TASK DETAILS: Change "Target" to "Object" in the records starting with the line containing "ground in this photo." and going on through the line containing "(1360, 253)", keeping everything else the same. Give back only those lines and leave the pictures out.

WORKING DATA:
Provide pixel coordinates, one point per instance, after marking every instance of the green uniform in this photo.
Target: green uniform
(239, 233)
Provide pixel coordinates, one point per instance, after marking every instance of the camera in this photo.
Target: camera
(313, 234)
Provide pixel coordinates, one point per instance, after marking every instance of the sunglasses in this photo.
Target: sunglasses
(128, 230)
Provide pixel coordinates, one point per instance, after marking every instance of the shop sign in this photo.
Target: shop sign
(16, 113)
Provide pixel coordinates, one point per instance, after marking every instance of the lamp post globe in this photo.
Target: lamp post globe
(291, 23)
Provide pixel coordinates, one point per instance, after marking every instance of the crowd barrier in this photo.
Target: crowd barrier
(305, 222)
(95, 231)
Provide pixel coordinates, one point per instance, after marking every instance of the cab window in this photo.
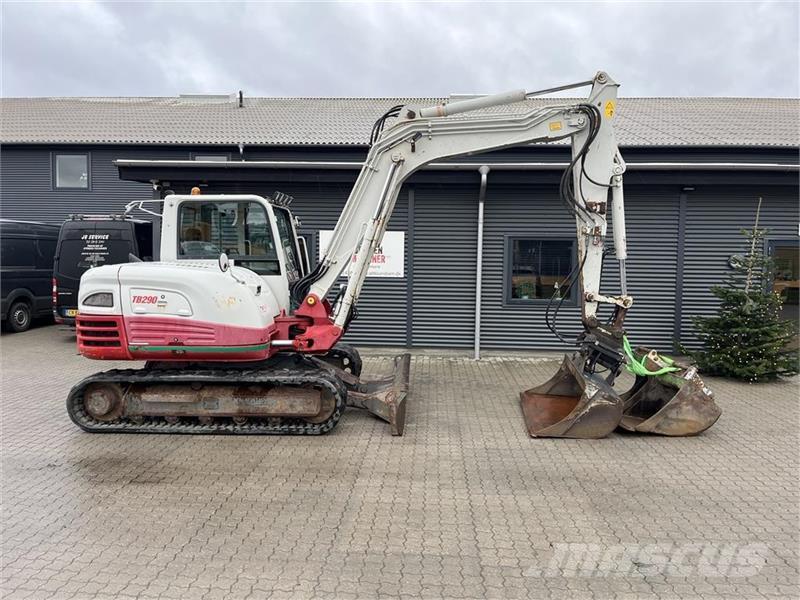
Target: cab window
(239, 229)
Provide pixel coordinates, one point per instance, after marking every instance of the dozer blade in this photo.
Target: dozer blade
(571, 404)
(385, 397)
(674, 404)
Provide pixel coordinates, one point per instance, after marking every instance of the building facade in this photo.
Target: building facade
(686, 202)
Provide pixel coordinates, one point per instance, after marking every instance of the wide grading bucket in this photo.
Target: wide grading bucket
(571, 404)
(384, 397)
(674, 402)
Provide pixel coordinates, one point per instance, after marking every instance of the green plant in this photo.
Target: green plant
(748, 339)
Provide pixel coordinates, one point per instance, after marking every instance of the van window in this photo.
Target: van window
(76, 255)
(18, 252)
(46, 251)
(239, 229)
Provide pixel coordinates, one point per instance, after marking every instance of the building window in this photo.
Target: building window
(212, 157)
(72, 171)
(537, 269)
(785, 255)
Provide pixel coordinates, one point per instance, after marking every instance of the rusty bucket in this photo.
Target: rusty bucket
(675, 403)
(571, 404)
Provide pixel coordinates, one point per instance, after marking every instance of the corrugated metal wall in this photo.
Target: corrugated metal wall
(445, 252)
(652, 220)
(27, 184)
(715, 217)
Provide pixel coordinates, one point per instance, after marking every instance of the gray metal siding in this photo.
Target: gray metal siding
(27, 189)
(537, 212)
(715, 217)
(445, 233)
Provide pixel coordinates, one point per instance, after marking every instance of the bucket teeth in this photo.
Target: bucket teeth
(571, 404)
(672, 404)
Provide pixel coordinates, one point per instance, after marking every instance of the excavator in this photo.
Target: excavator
(240, 336)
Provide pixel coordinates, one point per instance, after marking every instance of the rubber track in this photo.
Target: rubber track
(300, 375)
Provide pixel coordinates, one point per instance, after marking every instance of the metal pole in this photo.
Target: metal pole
(484, 171)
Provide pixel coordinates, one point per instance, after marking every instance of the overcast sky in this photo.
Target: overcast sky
(410, 49)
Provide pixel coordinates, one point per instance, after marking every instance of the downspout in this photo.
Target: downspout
(484, 171)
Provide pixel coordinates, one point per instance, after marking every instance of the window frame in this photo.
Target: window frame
(271, 225)
(769, 250)
(227, 155)
(54, 171)
(508, 249)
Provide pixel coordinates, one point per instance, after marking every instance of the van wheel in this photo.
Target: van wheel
(19, 316)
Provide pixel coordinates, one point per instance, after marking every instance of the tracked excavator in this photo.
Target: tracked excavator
(241, 336)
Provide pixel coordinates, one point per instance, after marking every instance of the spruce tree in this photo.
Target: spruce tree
(748, 339)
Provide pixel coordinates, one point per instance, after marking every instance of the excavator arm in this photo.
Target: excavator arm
(423, 135)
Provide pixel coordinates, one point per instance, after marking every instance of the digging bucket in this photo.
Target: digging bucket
(674, 402)
(571, 404)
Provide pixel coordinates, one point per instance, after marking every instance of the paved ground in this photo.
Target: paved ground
(464, 506)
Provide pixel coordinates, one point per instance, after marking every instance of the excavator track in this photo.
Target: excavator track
(287, 375)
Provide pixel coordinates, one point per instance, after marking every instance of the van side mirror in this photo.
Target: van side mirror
(224, 263)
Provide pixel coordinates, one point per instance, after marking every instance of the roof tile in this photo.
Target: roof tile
(347, 121)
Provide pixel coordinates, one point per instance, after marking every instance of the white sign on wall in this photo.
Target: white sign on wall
(388, 260)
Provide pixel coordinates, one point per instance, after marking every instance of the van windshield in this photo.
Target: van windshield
(239, 229)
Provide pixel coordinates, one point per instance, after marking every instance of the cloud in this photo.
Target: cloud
(404, 49)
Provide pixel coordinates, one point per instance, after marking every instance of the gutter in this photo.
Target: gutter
(454, 166)
(484, 171)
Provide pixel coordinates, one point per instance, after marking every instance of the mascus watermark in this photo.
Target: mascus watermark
(702, 559)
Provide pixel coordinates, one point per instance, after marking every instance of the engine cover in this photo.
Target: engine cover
(176, 311)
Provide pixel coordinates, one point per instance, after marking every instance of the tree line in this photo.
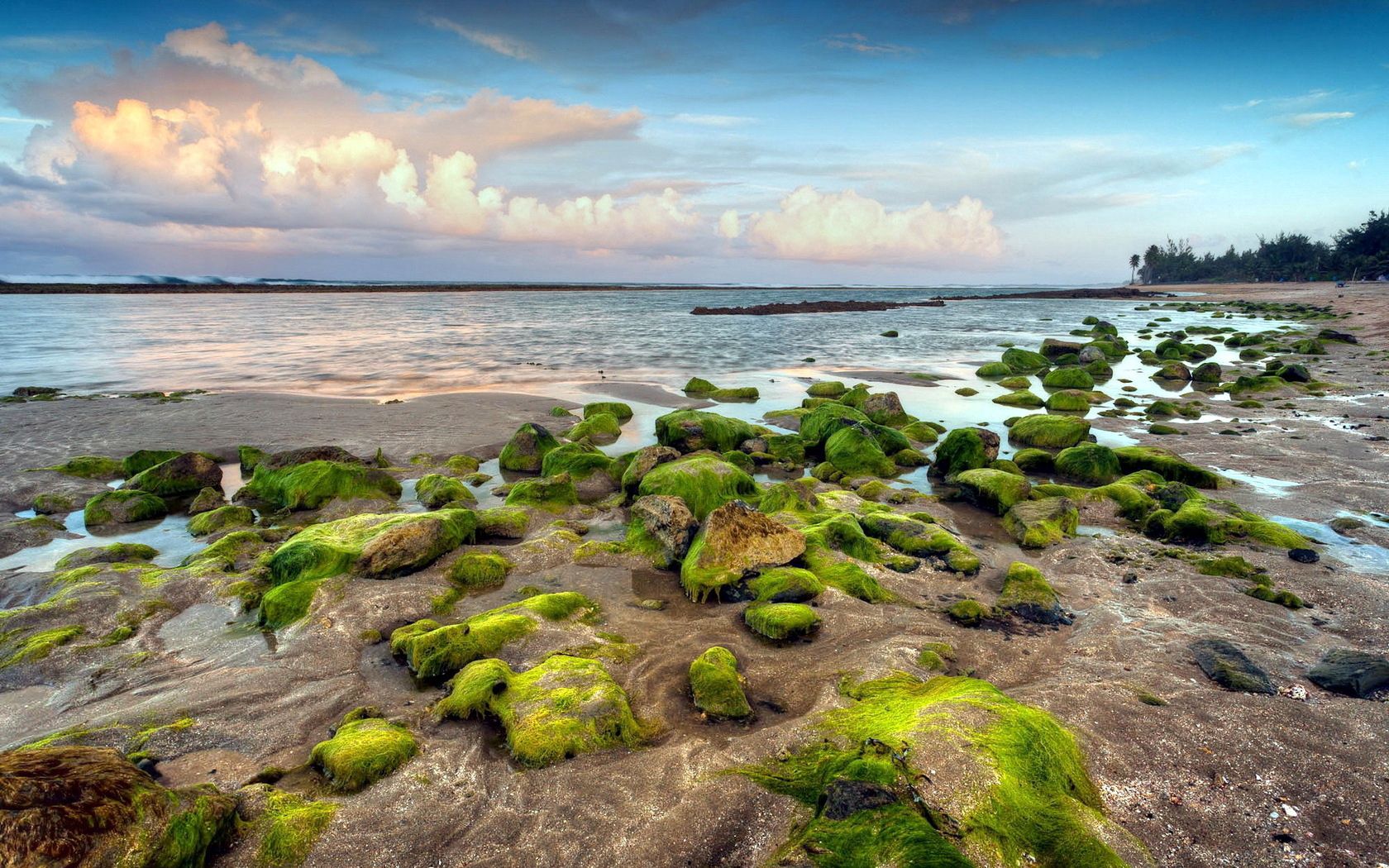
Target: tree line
(1360, 253)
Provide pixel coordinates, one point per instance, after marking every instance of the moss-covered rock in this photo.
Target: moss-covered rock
(1029, 798)
(527, 449)
(313, 484)
(556, 710)
(437, 490)
(363, 751)
(1029, 596)
(717, 685)
(853, 451)
(122, 508)
(549, 494)
(1019, 399)
(599, 428)
(990, 489)
(89, 806)
(1089, 463)
(661, 528)
(1167, 464)
(1068, 378)
(1049, 431)
(1037, 524)
(733, 542)
(221, 518)
(703, 482)
(780, 621)
(694, 429)
(434, 651)
(89, 467)
(966, 449)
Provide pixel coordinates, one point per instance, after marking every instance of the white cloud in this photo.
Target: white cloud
(494, 42)
(208, 45)
(1313, 118)
(846, 227)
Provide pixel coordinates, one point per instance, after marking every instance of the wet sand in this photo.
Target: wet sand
(1200, 781)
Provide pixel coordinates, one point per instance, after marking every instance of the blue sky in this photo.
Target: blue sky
(729, 142)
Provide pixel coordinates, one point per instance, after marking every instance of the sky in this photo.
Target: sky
(666, 141)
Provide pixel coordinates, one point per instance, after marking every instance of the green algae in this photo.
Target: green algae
(717, 686)
(559, 708)
(363, 751)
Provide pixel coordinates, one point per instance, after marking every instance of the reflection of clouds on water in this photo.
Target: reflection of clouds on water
(413, 343)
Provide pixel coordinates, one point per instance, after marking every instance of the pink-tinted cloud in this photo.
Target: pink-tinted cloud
(851, 228)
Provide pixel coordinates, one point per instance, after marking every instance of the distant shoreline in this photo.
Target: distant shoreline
(249, 289)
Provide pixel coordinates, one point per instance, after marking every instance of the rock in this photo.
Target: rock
(527, 449)
(845, 798)
(1350, 672)
(82, 807)
(992, 489)
(122, 508)
(1029, 596)
(1228, 667)
(667, 522)
(1053, 347)
(186, 474)
(1037, 524)
(733, 542)
(643, 461)
(1303, 556)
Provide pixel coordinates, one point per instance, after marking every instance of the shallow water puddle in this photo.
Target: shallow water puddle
(1362, 557)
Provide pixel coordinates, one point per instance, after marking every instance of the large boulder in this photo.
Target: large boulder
(663, 527)
(735, 542)
(87, 807)
(1228, 667)
(1350, 672)
(527, 449)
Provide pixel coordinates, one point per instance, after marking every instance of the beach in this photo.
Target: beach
(1186, 772)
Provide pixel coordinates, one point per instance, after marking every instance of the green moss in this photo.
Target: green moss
(616, 408)
(434, 651)
(786, 585)
(694, 429)
(1024, 361)
(855, 451)
(480, 570)
(1029, 594)
(992, 489)
(1049, 431)
(703, 482)
(361, 751)
(549, 494)
(781, 621)
(598, 427)
(717, 685)
(968, 613)
(1089, 463)
(220, 520)
(1019, 399)
(89, 467)
(1167, 464)
(288, 829)
(313, 484)
(35, 646)
(559, 708)
(438, 490)
(122, 506)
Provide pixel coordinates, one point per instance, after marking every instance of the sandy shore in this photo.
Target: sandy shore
(1202, 780)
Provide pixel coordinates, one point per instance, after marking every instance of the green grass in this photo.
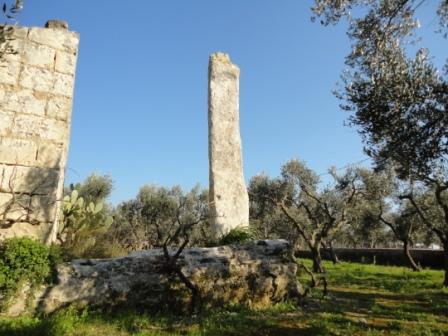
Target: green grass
(362, 300)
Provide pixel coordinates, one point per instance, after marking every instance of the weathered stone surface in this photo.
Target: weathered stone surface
(58, 24)
(37, 79)
(9, 72)
(13, 151)
(31, 180)
(49, 155)
(6, 122)
(229, 202)
(255, 274)
(42, 208)
(65, 62)
(36, 88)
(39, 127)
(54, 37)
(59, 108)
(39, 55)
(63, 84)
(15, 209)
(24, 101)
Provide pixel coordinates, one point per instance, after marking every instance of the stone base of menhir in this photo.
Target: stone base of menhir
(255, 274)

SOLVED PROBLEM:
Provide pixel coordinates, one point per instance, after marking every instance of the paved ground in this photo.
Object: paved ground
(464, 506)
Provide pixel coordinates, one point per instance, after marking every instance of the excavator track in this photo.
Object: excavator track
(287, 375)
Provide pixel coordinates, one point per instance, after marking every instance of the van side mirror in this photo.
Object: van side mirror
(224, 263)
Provide pixel coordinates, one point per instance, after marking every instance of the roof tile in this photo.
Object: roof tile
(347, 121)
Provide pixel coordinates, one point per instance, after marking every instance of the white sign on wall in this photo.
Object: white sign on wall
(388, 260)
Provide pixel coordinates, one point per instance, after marking every instance of the van windshield in this photo.
Object: van windshield
(239, 229)
Provide pixel coordinates, one point per instance, after marking every instance of the cloud in this photo.
Object: cloud
(404, 49)
Provide pixel coordinates, one point per instance, after marking every instance of the gutter in this photo.
Object: gutter
(454, 166)
(484, 171)
Provide pixel coordinates, one point per instance, after marking every instance of the mascus watermark in this photo.
Object: mascus watermark
(702, 559)
Provide pixel coordinates, one point per instance, after marking every instance of the engine cover in this photo.
Object: engine cover
(176, 311)
Provide pixel coordinates, one point per instance, after marking every instance of the tree line in this photo.
Object: tree line
(1360, 253)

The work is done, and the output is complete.